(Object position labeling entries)
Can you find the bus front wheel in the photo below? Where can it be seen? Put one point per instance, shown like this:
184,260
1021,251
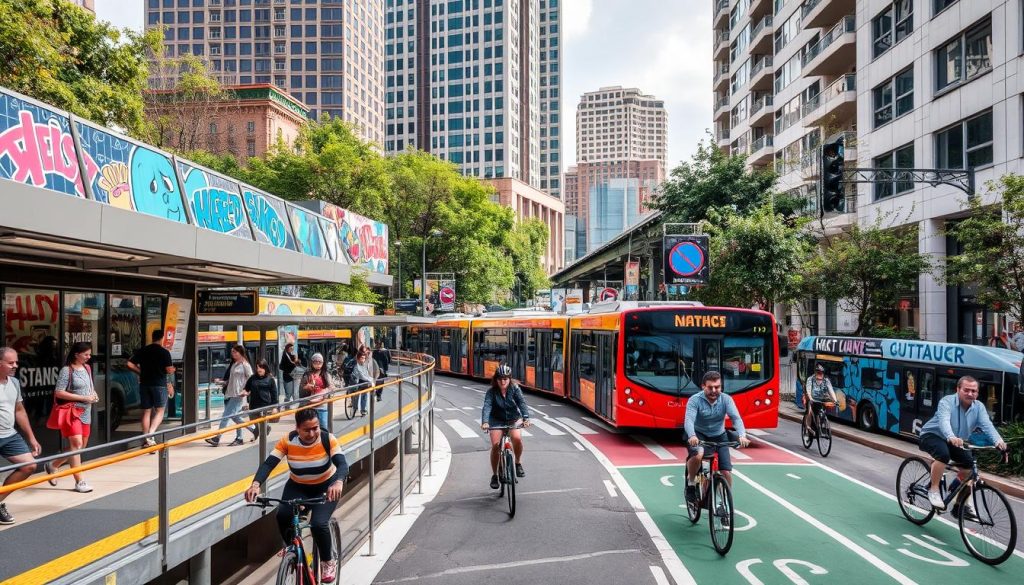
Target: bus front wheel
866,418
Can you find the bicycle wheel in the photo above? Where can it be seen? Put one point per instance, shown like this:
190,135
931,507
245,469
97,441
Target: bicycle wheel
721,515
912,482
805,434
288,571
824,434
351,403
990,533
693,508
510,481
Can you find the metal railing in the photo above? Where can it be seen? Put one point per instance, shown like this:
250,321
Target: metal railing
847,25
361,444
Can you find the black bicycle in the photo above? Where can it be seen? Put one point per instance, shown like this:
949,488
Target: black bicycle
506,466
819,427
714,493
986,521
297,567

Written request »
Rewrite the whole listing above, changing "Put one point per instance" to "Mark one point per instance" and keeping everything else the same. Leave the pictures out of your version.

Expected output »
Can you find the bus front wheel in the photo below? Where can it be seen? Mark one point per instance, shown like this:
184,260
1021,251
Target: bus front wheel
866,418
Can you find the bicycle wheel in the photo above? Where can it be seen? Mark one point per instance, shown like this:
190,135
931,507
245,469
97,441
Target: bicycle wheel
721,515
912,482
805,434
288,571
824,434
351,403
990,533
693,508
510,481
Can you find the metal railing in the photo above? Where can it be seen? Mark one point per instance, shown like this:
250,321
Target: metal railing
847,25
361,444
Can you find the black bicycle in the photo above? Where can it be seen? Mark one point per instance, shown like this:
949,488
Target: black bicycle
506,466
819,427
714,493
986,521
297,567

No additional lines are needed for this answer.